**STATED EXERCISE**
Which lines in the items below contain the string "hillside"? Find each one and copy it, treating uppercase and lowercase as different.

** BEGIN RECORDS **

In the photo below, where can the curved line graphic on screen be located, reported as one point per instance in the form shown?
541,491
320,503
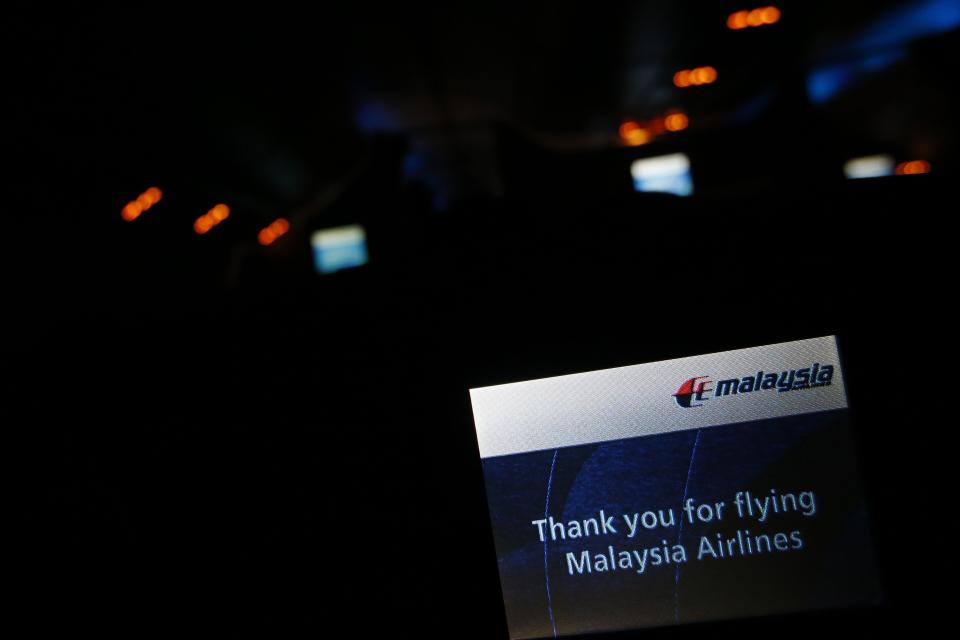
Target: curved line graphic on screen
546,567
676,574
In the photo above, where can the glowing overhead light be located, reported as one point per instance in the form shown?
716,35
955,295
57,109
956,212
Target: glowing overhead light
203,224
633,134
869,166
770,15
663,174
913,167
753,18
273,231
738,20
133,209
694,77
676,122
217,214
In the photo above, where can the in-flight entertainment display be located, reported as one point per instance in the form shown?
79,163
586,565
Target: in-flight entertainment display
703,488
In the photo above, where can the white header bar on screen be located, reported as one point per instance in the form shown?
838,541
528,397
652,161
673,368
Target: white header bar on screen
646,399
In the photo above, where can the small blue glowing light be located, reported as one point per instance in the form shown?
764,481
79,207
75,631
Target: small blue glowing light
663,174
339,248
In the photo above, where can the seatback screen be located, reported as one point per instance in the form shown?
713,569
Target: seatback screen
703,488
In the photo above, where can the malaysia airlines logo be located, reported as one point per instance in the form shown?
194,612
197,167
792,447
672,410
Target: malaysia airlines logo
694,391
691,393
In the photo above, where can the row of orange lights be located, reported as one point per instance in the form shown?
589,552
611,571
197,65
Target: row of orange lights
273,231
912,167
694,77
635,134
755,18
211,218
144,201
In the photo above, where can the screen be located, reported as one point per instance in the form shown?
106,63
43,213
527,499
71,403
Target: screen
339,248
704,488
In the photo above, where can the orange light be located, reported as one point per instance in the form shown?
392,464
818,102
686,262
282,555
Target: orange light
266,237
627,128
273,231
737,20
638,137
913,167
755,18
695,77
676,122
153,194
131,212
144,201
219,213
203,224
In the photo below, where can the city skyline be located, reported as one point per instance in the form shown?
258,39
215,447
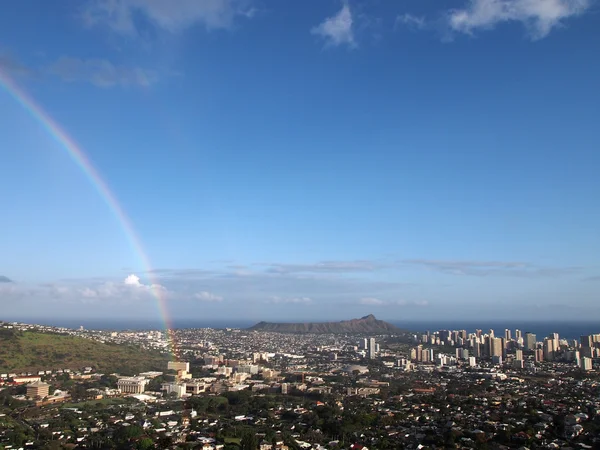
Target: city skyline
268,161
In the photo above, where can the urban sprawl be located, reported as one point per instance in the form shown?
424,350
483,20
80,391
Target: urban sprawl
240,389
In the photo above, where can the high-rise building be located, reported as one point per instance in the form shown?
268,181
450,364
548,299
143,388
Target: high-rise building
586,341
548,349
530,341
371,349
496,347
539,355
586,363
556,339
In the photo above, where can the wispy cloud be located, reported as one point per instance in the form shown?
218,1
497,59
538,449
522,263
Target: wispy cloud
539,16
101,72
484,268
206,296
410,21
337,30
372,301
287,300
326,267
173,16
12,65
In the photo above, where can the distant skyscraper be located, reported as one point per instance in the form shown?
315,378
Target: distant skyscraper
556,339
539,355
371,350
586,363
586,341
530,341
549,349
496,347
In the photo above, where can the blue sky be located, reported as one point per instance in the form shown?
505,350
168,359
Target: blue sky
304,160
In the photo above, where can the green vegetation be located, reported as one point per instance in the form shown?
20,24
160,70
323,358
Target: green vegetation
33,351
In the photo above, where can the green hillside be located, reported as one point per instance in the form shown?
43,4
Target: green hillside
33,351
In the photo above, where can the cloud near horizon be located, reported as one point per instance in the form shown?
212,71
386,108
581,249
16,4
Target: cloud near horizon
371,301
484,268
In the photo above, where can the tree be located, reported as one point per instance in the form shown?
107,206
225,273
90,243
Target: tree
145,444
249,441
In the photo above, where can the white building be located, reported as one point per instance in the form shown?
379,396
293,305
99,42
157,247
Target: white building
586,363
178,365
371,349
132,385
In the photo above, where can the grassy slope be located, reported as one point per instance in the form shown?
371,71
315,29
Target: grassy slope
32,351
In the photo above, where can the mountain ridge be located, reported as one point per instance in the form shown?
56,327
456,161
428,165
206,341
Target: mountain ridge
366,324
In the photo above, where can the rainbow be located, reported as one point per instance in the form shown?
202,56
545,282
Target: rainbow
81,160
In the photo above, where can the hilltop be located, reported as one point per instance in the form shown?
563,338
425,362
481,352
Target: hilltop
32,351
367,324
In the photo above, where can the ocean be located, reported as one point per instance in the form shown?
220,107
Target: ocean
565,329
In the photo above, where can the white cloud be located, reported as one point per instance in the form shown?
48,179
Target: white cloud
101,72
288,300
169,15
337,30
539,16
207,297
371,301
411,21
132,280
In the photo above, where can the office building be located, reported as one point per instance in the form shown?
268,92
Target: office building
586,363
556,339
178,389
548,349
496,347
518,334
539,355
132,385
38,389
247,368
586,341
530,341
518,363
372,349
178,365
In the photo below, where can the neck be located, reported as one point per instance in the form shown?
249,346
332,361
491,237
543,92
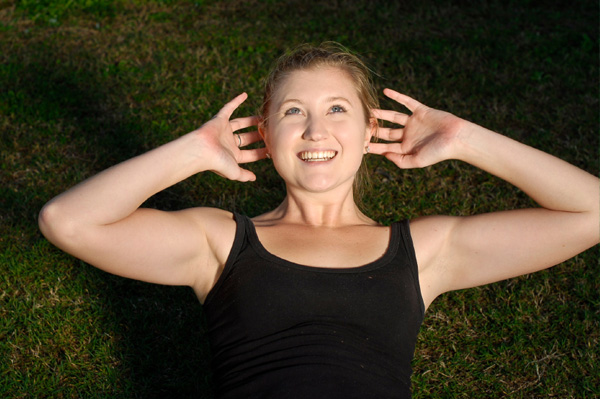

** END RECORDS **

**SOLUTION TO THIS EXERCISE**
In the photo above, where can the green hillside be located, reported as one point per instance in the form shown?
Target: green hillside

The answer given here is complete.